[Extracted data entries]

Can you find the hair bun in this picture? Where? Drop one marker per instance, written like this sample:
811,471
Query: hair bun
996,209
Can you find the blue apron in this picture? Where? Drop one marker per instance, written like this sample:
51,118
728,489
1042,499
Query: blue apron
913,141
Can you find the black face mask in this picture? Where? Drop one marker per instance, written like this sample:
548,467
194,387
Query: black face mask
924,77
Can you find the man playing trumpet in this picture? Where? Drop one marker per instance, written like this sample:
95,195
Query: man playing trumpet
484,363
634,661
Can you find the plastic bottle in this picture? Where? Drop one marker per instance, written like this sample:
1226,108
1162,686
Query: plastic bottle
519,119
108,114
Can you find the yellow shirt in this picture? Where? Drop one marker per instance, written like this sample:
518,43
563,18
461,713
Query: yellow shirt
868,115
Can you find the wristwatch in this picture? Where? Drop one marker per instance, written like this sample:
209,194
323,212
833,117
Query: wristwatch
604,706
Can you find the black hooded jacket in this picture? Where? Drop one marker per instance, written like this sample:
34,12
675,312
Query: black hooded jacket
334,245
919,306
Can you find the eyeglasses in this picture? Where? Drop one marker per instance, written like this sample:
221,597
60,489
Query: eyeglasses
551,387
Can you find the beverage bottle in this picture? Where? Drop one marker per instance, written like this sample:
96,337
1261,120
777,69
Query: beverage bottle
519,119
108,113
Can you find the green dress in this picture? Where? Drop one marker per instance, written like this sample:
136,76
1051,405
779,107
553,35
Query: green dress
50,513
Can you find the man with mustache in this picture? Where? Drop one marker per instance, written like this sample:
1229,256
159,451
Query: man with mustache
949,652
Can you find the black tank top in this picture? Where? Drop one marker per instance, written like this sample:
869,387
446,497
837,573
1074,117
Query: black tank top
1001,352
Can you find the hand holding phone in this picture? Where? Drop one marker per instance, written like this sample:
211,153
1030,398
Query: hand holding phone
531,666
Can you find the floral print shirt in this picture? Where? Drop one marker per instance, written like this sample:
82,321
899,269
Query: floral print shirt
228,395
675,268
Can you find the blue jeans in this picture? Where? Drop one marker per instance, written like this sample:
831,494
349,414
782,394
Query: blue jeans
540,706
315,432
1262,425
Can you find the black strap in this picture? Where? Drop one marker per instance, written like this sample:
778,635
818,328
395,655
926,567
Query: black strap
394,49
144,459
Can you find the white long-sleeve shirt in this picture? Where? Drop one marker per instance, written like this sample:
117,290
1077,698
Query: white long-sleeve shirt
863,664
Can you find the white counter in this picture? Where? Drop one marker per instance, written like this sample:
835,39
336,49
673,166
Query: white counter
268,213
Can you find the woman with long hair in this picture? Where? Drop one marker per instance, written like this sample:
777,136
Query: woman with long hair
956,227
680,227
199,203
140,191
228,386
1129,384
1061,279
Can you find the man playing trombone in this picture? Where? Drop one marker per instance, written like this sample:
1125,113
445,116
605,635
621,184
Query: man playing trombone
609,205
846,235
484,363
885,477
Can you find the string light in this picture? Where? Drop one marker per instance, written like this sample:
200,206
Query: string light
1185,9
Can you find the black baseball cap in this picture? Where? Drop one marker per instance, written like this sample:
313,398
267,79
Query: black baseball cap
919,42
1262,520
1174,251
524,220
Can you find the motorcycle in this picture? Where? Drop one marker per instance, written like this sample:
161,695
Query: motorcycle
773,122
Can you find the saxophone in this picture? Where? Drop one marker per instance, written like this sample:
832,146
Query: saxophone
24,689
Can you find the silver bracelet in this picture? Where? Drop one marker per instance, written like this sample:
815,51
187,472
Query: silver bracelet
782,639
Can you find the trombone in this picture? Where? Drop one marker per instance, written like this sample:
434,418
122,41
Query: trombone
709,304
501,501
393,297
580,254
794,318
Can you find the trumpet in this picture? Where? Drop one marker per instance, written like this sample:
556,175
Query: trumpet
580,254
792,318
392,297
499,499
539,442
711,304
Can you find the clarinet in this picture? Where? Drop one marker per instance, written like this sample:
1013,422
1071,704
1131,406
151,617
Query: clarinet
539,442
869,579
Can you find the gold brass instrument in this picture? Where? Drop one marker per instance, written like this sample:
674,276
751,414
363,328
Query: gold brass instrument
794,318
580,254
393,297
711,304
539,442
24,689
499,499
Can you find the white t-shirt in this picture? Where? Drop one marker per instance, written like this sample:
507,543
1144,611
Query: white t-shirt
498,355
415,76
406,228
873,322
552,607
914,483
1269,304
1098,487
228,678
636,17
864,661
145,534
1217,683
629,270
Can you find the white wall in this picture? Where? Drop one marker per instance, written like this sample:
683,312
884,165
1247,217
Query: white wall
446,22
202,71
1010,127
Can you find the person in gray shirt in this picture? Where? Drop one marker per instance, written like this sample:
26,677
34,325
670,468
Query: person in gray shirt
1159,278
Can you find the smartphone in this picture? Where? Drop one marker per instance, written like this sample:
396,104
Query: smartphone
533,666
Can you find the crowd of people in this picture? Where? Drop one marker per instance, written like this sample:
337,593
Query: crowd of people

> _The exercise_: Recast all of the material above as a JSON list of strings, with one string for each line and blank lines omitted.

> _Expected output_:
[
  "Can you find the hair bun in this picture? Where? Drop one marker per instance, written like this sample:",
  "811,471",
  "Query: hair bun",
  "996,209",
  "Can you find the blue apron in this picture? Where? Drop one marker per instance, written like this sample:",
  "51,118",
  "728,489",
  "1042,499",
  "Query: blue apron",
  "913,141",
  "Can you find the black face mask in this picture? Where? Drop one marker per instance, written like this sample:",
  "548,467",
  "194,387",
  "Query: black face mask",
  "924,77",
  "Can you find the man playing trumpet in this picture? Where? Drop one marker per instance, written like this sample:",
  "95,195",
  "Query: man playing trumpet",
  "484,363",
  "634,661",
  "Can you find the plastic bottle in this picture? Where? Drop one marker per instance, written like this sample:",
  "1226,108",
  "1162,686",
  "Query: plastic bottle",
  "519,119",
  "108,114",
  "Can you find the yellow shirt in this picture? Where? Drop one marker per instance, written like this sample:",
  "518,43",
  "563,18",
  "461,713",
  "Query: yellow shirt",
  "868,115",
  "Can you find the wristwatch in this picture? Where? Drop one marker per instance, written like this sample:",
  "209,194",
  "323,212",
  "833,117",
  "Query: wristwatch",
  "604,706",
  "Can you find the black hooded jacket in this picture? Where? Drop one marker per instance, written like this sample:",
  "34,12",
  "675,312",
  "Query: black hooded jacket",
  "334,245",
  "919,306",
  "Can you find the eyeglasses in this picture? Where? Drop one marker per instance, written like this sample:",
  "221,597",
  "60,489",
  "Query: eyeglasses",
  "551,387",
  "Can you find the beverage bottle in this picture? Where? Drop one marker per instance, written like this sample:",
  "96,337",
  "1261,120",
  "777,69",
  "Query: beverage bottle",
  "519,119",
  "108,113",
  "Can you find the green dress in this picture? Where? Drop one marker per instance, written like this sample:",
  "136,76",
  "1051,405",
  "779,107",
  "553,35",
  "Query: green dress",
  "50,513",
  "Can you find the man with mustache in this picture? Where? Drop one marker per instance, written like this sample:",
  "1229,256",
  "159,451",
  "Query: man with mustache",
  "949,652",
  "Can you find the black tank top in this picture? Where? Drop one marker per instance, written like this sample:",
  "869,387",
  "446,497",
  "837,573",
  "1074,117",
  "Query: black tank top",
  "1001,352",
  "Can you find the hand holding phone in this picture? Where? Drop one marker per instance, written like this sample:",
  "211,153",
  "1030,398",
  "Query: hand holding phone",
  "531,666",
  "Can you find the floral print shirt in this picture? Where? Drop one marker per instance, written like this sample:",
  "82,321",
  "899,269",
  "Query: floral print shirt",
  "228,395",
  "675,268",
  "Can you find the blue jeans in this picture? Where? Drop one marker per instance, written like this sample:",
  "831,494",
  "349,414",
  "782,394",
  "Query: blue jeans",
  "540,706",
  "315,432",
  "1262,425",
  "Can you find the black strap in this picture? Where? Drop one marker per instance, written like this sample:",
  "778,635",
  "818,328",
  "395,655",
  "926,567",
  "Query: black strap",
  "394,49",
  "144,459",
  "Can you find the white long-sleeve shirt in this picture? Where? Drop one marker per instance, written like this sample:",
  "117,290",
  "1077,698",
  "Query: white long-sleeve shirt",
  "863,664",
  "Can you find the white counter in this picture? Where? Drop one marker per instance, written like this sample:",
  "835,39",
  "336,49",
  "673,166",
  "Query: white counter",
  "268,213",
  "Can you find the woman with long hair in this picture? Where? Drop one marker per instance, written like this sample:",
  "777,136",
  "Query: woman with long hair",
  "956,227",
  "680,227",
  "199,203",
  "140,191",
  "228,386",
  "1129,384",
  "1061,279",
  "Can you find the man playing trombone in this picture? Where? Drop one marker per instance, written like this sample:",
  "1125,113",
  "445,116",
  "605,635",
  "621,184",
  "Query: man playing trombone",
  "609,205",
  "846,235",
  "484,363",
  "885,477",
  "Can you find the string light in this picture? Where? Drop one marker per instance, written like this sample:",
  "200,206",
  "Query: string light",
  "1185,9",
  "Can you find the black baseball cap in this picture? Where? Drop one marker per instance, written like this sample:",
  "313,398",
  "267,79",
  "Query: black baseball cap",
  "919,42",
  "1262,520",
  "1174,251",
  "524,220",
  "Can you find the motorcycle in this picture? Where? Drop one marker per instance, written like this sample:",
  "161,695",
  "Query: motorcycle",
  "773,122",
  "Can you find the saxophone in this picture? Where? Drop one marker per instance, written like this sample:",
  "832,146",
  "Query: saxophone",
  "24,689",
  "Can you find the silver bracelet in this picture? Where? Drop one marker per instance, written like this sample:",
  "815,51",
  "187,472",
  "Query: silver bracelet",
  "782,639",
  "Can you find the trombone in this picture? Where? Drop one marker per instance, written like this sample:",
  "434,418",
  "122,41",
  "Query: trombone",
  "709,304",
  "501,501",
  "393,297",
  "580,254",
  "794,318",
  "Can you find the trumpet in this picture? Where? Drop one marker per instance, written like this sample:",
  "556,175",
  "Query: trumpet",
  "580,254",
  "792,318",
  "392,297",
  "499,499",
  "539,442",
  "711,304",
  "Can you find the clarinet in this picture? Where? Drop one marker per instance, written like this sample:",
  "1013,422",
  "1071,704",
  "1131,406",
  "151,617",
  "Query: clarinet",
  "539,442",
  "869,579",
  "Can you find the gold brass instrument in this picture? Where? Drop one marker per instance, written like this sample:",
  "674,276",
  "751,414",
  "363,328",
  "Query: gold brass instrument",
  "794,318",
  "580,254",
  "393,297",
  "711,304",
  "539,442",
  "24,689",
  "499,499",
  "Can you find the white t-shirt in this picture? Where? Drop one marker per instance, written like this sample:",
  "507,543",
  "1144,611",
  "Query: white t-shirt",
  "498,355",
  "415,76",
  "406,228",
  "873,322",
  "552,607",
  "914,483",
  "1269,304",
  "1098,487",
  "228,678",
  "636,17",
  "864,661",
  "145,534",
  "1217,683",
  "629,270",
  "Can you find the white wall in this picture? Where? Drop one marker per instance, written like this sample:",
  "683,312",
  "884,165",
  "1247,217",
  "Query: white wall",
  "446,22",
  "202,71",
  "1010,127",
  "Can you find the person in gray shirt in this picture? Where? Drop one marker per instance, written like this sample:",
  "26,677",
  "34,325",
  "670,468",
  "Query: person in gray shirt",
  "1159,278",
  "Can you find the smartphone in this picture? Where? Drop one marker per instance, written like this sample:",
  "396,104",
  "Query: smartphone",
  "533,666",
  "Can you find the crowd of people in this picture? Where? Drop one marker per instance, written like this sample:",
  "337,593",
  "Query: crowd of people"
]